— start Text segment —
RAID (redirected from maraud)

(Redundant Array of Independent Disks) A disk subsystem that is used to increase performance or provide fault tolerance or both. RAID uses two or more ordinary hard disks and a RAID disk controller. In the past, RAID has also been implemented via software only.

In the late 1980s, the term stood for "redundant array of inexpensive disks," being compared to large, expensive disks at the time. As hard disks became cheaper, the RAID Advisory Board changed "inexpensive" to "independent."

Small and Large
RAID subsystems come in all sizes from desktop units to floor-standing models (see NAS and SAN). Stand-alone units may include large amounts of cache as well as redundant power supplies. Initially used with servers, desktop PCs are increasingly being retrofitted by adding a RAID controller and extra IDE or SCSI disks. Newer motherboards often have RAID controllers.

Disk Striping
RAID improves performance by disk striping, which interleaves bytes or groups of bytes across multiple drives, so more than one disk is reading and writing simultaneously.

Mirroring and Parity
Fault tolerance is achieved by mirroring or parity. Mirroring is 100% duplication of the data on two drives (RAID 1). Parity is used to calculate the data in two drives and store the results on a third (RAID 3 or 5). After a failed drive is replaced, the RAID controller automatically rebuilds the lost data from the other two. RAID systems may have a spare drive (hot spare) ready and waiting to be the replacement for a drive that fails.

The parity calculation is performed in the following manner: a bit from drive 1 is XOR'd with a bit from drive 2, and the result bit is stored on drive 3 (see OR for an explanation of XOR).

RAID Levels

RAID 0 - Speed (Widely Used)
RAID level 0 is disk striping only, which interleaves data across multiple disks for performance. Widely used for gaming, RAID 0 has no safeguards against failure.

RAID 1 - Fault Tolerance (Widely Used)
Uses disk mirroring, which provides 100% duplication of data. Offers highest reliability, but doubles storage cost. RAID 1 is widely used in business applications.

RAID 2 - Speed
Instead of single bytes or groups of bytes (blocks), bits are interleaved (striped) across many disks. The Connection Machine used this technique, but this is rarely used because 39 disks are required.

RAID 3 - Speed and Fault Tolerance
Data are striped across three or more drives. Used to achieve the highest data transfer, because all drives operate in parallel. Using byte level striping, parity bits are stored on separate, dedicated drives.

RAID 4 - Speed and Fault Tolerance
Similar to RAID 3, but uses block level striping. Not often used.

RAID 5 - Speed and Fault Tolerance (Widely Used)
Data are striped across three or more drives for performance, and parity bits are used for fault tolerance. The parity bits from two drives are stored on a third drive and are interspersed with user data. RAID 5 is widely used in servers.
— end Text segment —
— start Listing —
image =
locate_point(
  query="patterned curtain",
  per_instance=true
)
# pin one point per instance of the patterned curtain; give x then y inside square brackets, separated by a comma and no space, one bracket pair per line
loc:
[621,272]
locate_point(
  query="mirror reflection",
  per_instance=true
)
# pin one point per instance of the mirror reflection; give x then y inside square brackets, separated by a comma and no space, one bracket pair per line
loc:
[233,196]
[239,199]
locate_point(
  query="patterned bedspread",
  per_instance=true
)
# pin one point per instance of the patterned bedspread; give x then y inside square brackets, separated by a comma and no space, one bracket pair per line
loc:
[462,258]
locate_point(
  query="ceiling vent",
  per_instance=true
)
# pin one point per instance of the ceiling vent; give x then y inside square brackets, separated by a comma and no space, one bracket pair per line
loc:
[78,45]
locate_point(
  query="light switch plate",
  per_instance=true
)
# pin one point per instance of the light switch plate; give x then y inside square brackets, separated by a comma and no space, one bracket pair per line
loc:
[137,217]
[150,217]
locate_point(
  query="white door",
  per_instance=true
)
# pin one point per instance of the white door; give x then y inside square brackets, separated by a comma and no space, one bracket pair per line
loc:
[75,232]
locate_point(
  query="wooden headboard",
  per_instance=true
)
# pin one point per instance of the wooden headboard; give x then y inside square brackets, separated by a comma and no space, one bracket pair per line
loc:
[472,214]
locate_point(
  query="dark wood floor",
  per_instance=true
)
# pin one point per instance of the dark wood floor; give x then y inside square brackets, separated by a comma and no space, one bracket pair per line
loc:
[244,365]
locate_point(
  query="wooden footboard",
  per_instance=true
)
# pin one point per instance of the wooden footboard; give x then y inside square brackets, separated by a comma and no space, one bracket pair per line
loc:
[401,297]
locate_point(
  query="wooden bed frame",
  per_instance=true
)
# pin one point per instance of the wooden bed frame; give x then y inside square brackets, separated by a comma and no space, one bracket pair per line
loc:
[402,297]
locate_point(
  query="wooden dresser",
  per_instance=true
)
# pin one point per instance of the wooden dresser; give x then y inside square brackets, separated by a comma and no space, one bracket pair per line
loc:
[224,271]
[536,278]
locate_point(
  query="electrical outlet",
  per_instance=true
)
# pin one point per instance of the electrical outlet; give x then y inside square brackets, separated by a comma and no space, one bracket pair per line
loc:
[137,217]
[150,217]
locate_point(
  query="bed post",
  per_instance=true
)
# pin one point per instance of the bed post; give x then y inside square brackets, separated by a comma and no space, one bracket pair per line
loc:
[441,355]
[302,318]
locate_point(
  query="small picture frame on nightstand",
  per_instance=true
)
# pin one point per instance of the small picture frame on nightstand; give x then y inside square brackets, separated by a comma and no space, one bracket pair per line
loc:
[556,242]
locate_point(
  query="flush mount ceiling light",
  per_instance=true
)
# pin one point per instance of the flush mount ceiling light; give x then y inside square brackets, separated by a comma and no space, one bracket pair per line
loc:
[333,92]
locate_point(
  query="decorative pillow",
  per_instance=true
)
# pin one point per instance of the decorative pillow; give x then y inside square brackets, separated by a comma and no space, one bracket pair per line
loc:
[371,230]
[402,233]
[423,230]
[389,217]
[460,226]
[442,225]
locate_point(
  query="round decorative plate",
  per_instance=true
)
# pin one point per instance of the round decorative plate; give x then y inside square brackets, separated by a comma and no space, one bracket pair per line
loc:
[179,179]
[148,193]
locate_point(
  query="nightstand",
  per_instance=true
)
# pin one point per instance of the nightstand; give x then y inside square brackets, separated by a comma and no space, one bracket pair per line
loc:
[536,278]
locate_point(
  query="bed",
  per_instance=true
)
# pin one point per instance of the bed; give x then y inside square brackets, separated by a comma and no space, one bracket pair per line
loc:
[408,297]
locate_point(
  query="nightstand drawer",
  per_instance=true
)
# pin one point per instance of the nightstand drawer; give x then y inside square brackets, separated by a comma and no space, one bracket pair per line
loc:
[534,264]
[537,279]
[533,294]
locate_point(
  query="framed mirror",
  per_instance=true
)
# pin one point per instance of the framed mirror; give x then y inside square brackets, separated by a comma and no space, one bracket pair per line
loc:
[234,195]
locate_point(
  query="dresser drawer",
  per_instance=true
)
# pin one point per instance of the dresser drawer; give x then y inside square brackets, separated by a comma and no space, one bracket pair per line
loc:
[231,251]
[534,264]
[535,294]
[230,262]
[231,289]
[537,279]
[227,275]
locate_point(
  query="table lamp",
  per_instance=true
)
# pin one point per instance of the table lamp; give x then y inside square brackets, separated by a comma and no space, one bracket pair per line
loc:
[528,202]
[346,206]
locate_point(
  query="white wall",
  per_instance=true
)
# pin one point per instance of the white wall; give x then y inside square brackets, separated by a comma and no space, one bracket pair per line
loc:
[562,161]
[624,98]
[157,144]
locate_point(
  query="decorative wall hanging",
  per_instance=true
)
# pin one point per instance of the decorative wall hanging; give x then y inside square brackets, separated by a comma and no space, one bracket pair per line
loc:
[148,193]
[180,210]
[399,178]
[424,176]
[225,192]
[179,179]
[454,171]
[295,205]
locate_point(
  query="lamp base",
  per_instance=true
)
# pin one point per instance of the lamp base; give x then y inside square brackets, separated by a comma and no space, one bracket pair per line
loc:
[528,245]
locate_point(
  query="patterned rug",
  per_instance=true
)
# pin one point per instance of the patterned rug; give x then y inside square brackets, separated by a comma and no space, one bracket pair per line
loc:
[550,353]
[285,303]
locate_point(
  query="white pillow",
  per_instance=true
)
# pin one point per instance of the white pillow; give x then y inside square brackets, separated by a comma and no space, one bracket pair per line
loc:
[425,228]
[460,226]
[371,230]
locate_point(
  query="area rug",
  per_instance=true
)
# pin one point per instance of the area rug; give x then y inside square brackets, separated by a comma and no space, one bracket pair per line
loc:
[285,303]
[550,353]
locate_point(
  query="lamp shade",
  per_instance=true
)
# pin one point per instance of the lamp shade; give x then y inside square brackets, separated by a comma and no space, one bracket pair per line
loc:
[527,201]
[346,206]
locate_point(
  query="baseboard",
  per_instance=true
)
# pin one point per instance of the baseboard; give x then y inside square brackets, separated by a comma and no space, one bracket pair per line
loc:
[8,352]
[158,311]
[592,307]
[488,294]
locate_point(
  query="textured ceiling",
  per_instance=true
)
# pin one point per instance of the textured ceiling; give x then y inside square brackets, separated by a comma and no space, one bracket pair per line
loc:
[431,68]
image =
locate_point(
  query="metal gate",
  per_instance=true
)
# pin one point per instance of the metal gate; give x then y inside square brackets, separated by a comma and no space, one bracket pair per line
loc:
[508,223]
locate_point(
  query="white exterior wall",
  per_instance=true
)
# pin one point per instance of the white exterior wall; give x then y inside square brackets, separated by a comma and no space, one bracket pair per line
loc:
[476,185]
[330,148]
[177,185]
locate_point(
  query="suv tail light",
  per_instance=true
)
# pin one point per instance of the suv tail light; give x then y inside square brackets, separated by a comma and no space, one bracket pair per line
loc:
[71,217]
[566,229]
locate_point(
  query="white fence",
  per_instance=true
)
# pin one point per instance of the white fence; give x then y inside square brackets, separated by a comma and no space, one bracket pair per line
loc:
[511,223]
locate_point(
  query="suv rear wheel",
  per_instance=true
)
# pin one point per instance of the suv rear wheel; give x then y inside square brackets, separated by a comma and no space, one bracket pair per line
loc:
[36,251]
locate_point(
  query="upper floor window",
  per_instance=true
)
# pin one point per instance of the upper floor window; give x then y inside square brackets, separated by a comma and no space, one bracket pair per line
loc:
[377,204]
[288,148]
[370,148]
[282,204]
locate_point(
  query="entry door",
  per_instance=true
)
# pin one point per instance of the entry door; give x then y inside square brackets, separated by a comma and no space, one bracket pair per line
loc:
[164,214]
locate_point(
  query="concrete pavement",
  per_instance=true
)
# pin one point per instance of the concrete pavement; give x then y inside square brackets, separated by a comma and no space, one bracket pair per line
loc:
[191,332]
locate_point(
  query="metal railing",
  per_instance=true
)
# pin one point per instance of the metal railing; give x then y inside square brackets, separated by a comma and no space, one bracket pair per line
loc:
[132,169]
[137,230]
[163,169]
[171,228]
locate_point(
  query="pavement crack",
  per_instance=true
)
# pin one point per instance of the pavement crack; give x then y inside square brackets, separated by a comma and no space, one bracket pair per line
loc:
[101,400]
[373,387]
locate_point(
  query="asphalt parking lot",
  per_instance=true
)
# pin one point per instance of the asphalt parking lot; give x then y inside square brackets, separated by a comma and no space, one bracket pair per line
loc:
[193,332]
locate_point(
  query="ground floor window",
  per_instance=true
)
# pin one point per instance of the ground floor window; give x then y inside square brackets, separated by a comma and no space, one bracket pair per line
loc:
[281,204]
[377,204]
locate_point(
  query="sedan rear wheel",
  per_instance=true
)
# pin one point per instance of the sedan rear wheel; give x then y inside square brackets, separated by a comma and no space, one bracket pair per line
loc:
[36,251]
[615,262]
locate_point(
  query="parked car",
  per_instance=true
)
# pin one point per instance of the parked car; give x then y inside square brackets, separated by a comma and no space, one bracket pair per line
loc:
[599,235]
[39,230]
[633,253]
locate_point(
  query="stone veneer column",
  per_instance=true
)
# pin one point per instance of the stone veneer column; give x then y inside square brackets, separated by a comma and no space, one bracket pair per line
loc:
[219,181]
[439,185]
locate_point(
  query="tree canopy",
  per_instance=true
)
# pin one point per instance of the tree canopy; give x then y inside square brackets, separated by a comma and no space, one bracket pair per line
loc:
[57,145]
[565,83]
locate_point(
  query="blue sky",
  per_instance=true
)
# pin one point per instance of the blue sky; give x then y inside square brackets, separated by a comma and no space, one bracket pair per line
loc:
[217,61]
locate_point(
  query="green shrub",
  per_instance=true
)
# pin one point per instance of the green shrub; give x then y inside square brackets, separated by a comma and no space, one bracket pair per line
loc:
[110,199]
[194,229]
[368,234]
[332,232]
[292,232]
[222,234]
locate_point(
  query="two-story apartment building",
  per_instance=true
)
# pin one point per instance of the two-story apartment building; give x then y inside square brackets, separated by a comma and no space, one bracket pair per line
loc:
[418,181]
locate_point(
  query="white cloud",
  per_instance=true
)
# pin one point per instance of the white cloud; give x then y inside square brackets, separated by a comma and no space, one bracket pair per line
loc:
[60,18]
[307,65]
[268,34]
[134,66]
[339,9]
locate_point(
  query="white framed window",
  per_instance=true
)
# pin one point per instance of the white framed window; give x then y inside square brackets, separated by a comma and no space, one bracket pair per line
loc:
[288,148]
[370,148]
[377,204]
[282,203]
— end Listing —
Requirements
A. In the RAID text, list every RAID level whose heading is marked "Widely Used".
B. Return each line of the rows that contains the string "canopy".

Per-task answers
A. RAID 0, RAID 1, RAID 5

B.
  query="tree canopy",
# pin one point per instance of the tree canopy; give x then y inside square brackets, separated by a comma and no space, one bracket pair per line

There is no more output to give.